**What you will do:**
All records that follow are to be copied exactly, with images omitted.

---

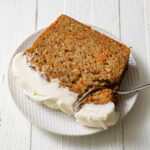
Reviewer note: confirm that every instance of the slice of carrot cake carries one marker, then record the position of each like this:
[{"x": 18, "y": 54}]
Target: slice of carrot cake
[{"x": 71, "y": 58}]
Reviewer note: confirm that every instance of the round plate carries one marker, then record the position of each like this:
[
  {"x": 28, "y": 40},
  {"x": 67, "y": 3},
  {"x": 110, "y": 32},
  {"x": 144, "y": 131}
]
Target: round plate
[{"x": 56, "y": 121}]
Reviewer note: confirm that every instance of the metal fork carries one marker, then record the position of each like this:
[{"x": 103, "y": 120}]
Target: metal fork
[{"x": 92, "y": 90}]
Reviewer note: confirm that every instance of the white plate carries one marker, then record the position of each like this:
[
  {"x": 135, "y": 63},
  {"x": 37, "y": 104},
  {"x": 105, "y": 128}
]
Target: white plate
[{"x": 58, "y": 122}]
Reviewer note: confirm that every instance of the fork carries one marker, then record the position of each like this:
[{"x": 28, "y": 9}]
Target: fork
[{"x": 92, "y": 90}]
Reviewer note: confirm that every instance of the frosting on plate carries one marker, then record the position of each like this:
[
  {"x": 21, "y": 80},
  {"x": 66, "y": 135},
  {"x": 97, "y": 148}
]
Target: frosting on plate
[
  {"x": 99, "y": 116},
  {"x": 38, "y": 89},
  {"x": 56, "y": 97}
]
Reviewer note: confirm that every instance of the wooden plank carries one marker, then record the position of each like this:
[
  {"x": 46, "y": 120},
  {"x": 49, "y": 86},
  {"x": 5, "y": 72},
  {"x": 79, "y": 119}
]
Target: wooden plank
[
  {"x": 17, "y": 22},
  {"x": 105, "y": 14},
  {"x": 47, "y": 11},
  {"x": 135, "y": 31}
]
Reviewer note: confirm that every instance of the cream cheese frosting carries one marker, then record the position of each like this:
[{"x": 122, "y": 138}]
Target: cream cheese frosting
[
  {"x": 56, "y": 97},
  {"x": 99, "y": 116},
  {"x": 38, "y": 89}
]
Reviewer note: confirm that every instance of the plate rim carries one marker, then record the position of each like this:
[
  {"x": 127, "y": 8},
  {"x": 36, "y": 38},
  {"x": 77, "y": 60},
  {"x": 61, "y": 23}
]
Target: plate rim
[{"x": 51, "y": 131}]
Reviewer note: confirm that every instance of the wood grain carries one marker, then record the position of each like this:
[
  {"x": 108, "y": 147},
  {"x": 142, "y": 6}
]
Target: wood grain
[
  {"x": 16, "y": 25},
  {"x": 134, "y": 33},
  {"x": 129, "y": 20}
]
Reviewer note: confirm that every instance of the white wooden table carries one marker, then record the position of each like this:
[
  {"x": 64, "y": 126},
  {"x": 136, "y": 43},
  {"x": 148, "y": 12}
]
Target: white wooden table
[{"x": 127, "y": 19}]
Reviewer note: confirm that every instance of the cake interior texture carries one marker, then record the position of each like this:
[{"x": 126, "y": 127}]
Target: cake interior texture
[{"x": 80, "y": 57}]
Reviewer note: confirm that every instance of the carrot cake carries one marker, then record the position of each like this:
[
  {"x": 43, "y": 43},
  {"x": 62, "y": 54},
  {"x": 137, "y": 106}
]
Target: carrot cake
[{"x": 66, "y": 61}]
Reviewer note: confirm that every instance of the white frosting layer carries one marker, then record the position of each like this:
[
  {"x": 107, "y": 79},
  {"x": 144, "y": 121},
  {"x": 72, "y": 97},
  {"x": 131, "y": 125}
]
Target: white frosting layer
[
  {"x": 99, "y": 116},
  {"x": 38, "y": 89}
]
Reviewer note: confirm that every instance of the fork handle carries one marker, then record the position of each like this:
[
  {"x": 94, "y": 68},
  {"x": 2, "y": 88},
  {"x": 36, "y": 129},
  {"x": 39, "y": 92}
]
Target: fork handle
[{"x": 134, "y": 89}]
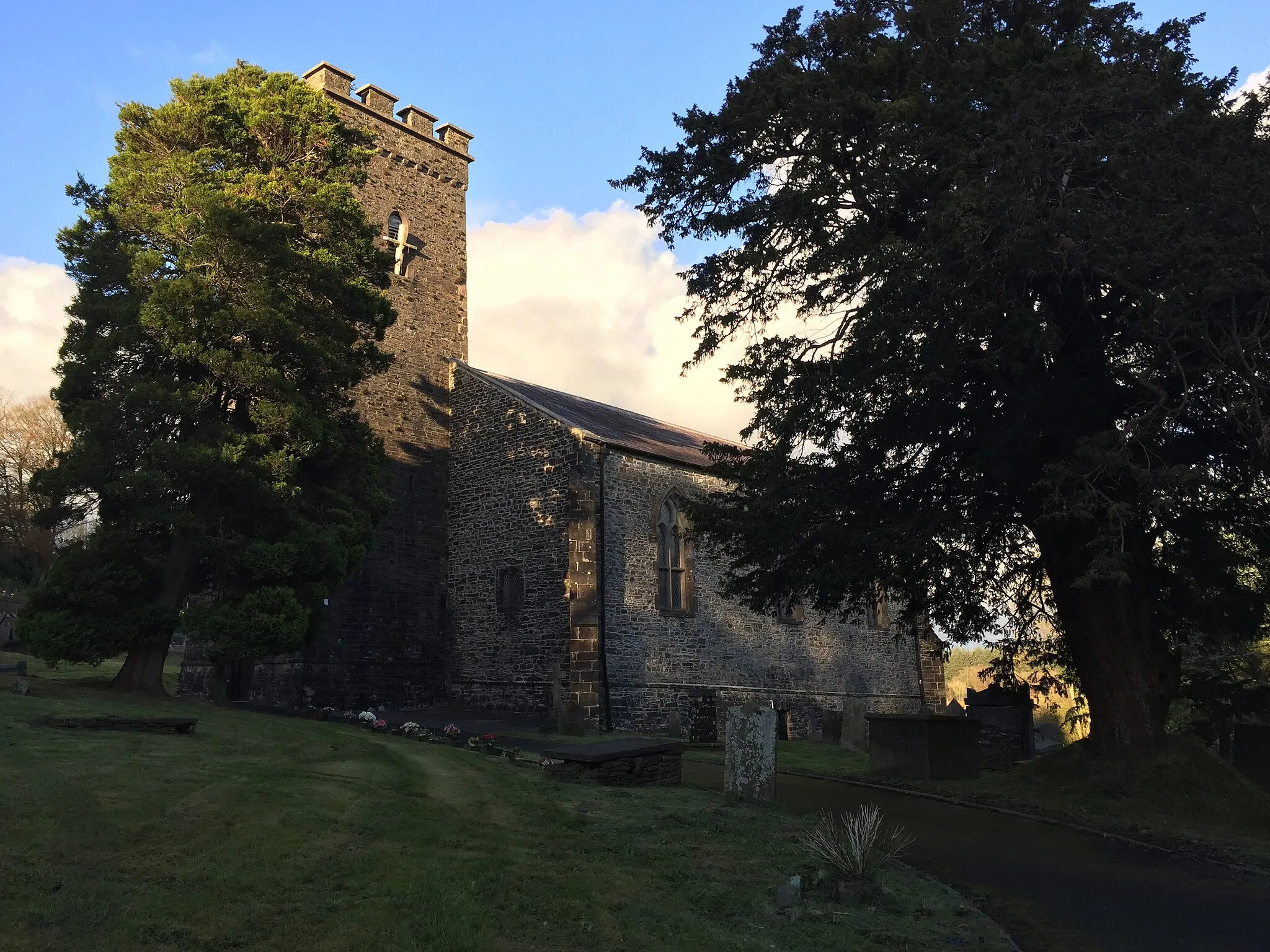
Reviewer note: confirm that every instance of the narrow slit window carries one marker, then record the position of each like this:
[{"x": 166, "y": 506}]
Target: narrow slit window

---

**Solution for this exercise:**
Reviewer note: confirm that every instance of the slice of carrot cake carries one marker, then record the position of each like this:
[{"x": 18, "y": 54}]
Target: slice of carrot cake
[{"x": 71, "y": 58}]
Reviewer note: confirm that every instance of the round plate carries one marker, then record the position of each like this:
[
  {"x": 28, "y": 40},
  {"x": 67, "y": 3},
  {"x": 110, "y": 32},
  {"x": 144, "y": 131}
]
Target: round plate
[{"x": 56, "y": 121}]
Reviewer note: confirm that every instance of the metal fork carries one marker, then record the position of each like this:
[{"x": 103, "y": 120}]
Target: metal fork
[{"x": 92, "y": 90}]
Reviewer note: confirm that every instance of the white plate carries one marker, then record the position of each like this:
[
  {"x": 135, "y": 63},
  {"x": 37, "y": 104},
  {"x": 105, "y": 128}
]
Target: white plate
[{"x": 58, "y": 122}]
Reviewer note: confirm that every instance of the fork carries one marker, then record the position of each like this:
[{"x": 28, "y": 9}]
Target: fork
[{"x": 92, "y": 90}]
Reviewer note: confirm that every instance of the frosting on plate carries one marker, then record the position of each like this:
[
  {"x": 21, "y": 80},
  {"x": 66, "y": 135},
  {"x": 97, "y": 148}
]
Target: frosting on plate
[
  {"x": 99, "y": 116},
  {"x": 38, "y": 89},
  {"x": 56, "y": 97}
]
Reviewer note: confirm that every instance of the wooden plank carries one marker, then record the position of each like this:
[
  {"x": 46, "y": 120},
  {"x": 49, "y": 86},
  {"x": 5, "y": 72},
  {"x": 79, "y": 119}
]
Target: wooden plank
[
  {"x": 17, "y": 22},
  {"x": 105, "y": 14},
  {"x": 47, "y": 11},
  {"x": 135, "y": 31}
]
Reviewer note: confirm that every instance of the cream cheese frosting carries one marker, then record the position of each like this:
[{"x": 122, "y": 138}]
Target: cream cheese frosting
[
  {"x": 56, "y": 97},
  {"x": 99, "y": 116},
  {"x": 38, "y": 89}
]
Reviewer note: confirm that every instance of the plate rim carries one marker, then record the position of each like this:
[
  {"x": 127, "y": 8},
  {"x": 36, "y": 38},
  {"x": 77, "y": 60},
  {"x": 61, "y": 23}
]
Target: plate rim
[{"x": 51, "y": 131}]
Reviewer note: confirm that every instance of the wood grain carries one marker, then record the position of each like this:
[
  {"x": 108, "y": 147},
  {"x": 142, "y": 6}
]
Target: wood grain
[
  {"x": 16, "y": 25},
  {"x": 134, "y": 33},
  {"x": 129, "y": 20}
]
Reviewer note: confirm that every instance of the white wooden table carries one marker, then record the position of each like this:
[
  {"x": 64, "y": 126},
  {"x": 136, "y": 43},
  {"x": 148, "y": 12}
]
Target: white wooden table
[{"x": 127, "y": 19}]
Reviewer note: confirm that every instance of the cake interior texture carries one marker, then record the position of each like this:
[{"x": 126, "y": 127}]
Target: cake interior texture
[{"x": 80, "y": 57}]
Reviewer note: confirm that every instance of the carrot cake carries one marker, then record the position of each like this:
[
  {"x": 43, "y": 43},
  {"x": 62, "y": 54},
  {"x": 137, "y": 106}
]
Target: carrot cake
[{"x": 66, "y": 61}]
Reviewer note: confirm that every instance of the white frosting layer carries one marker, then record the position of each like this:
[
  {"x": 107, "y": 79},
  {"x": 144, "y": 121},
  {"x": 72, "y": 97},
  {"x": 131, "y": 125}
]
Target: white frosting layer
[
  {"x": 99, "y": 116},
  {"x": 38, "y": 89}
]
Reviewer note: confirm that every instance of the fork handle carries one marker, then record the position of each like this:
[
  {"x": 94, "y": 68},
  {"x": 2, "y": 88},
  {"x": 36, "y": 129},
  {"x": 39, "y": 92}
]
Target: fork handle
[{"x": 134, "y": 89}]
Reviewer note: confirm that every instance of the narrow slit window carries one marker, then record the position of each like this:
[{"x": 166, "y": 506}]
Target: narrow slit window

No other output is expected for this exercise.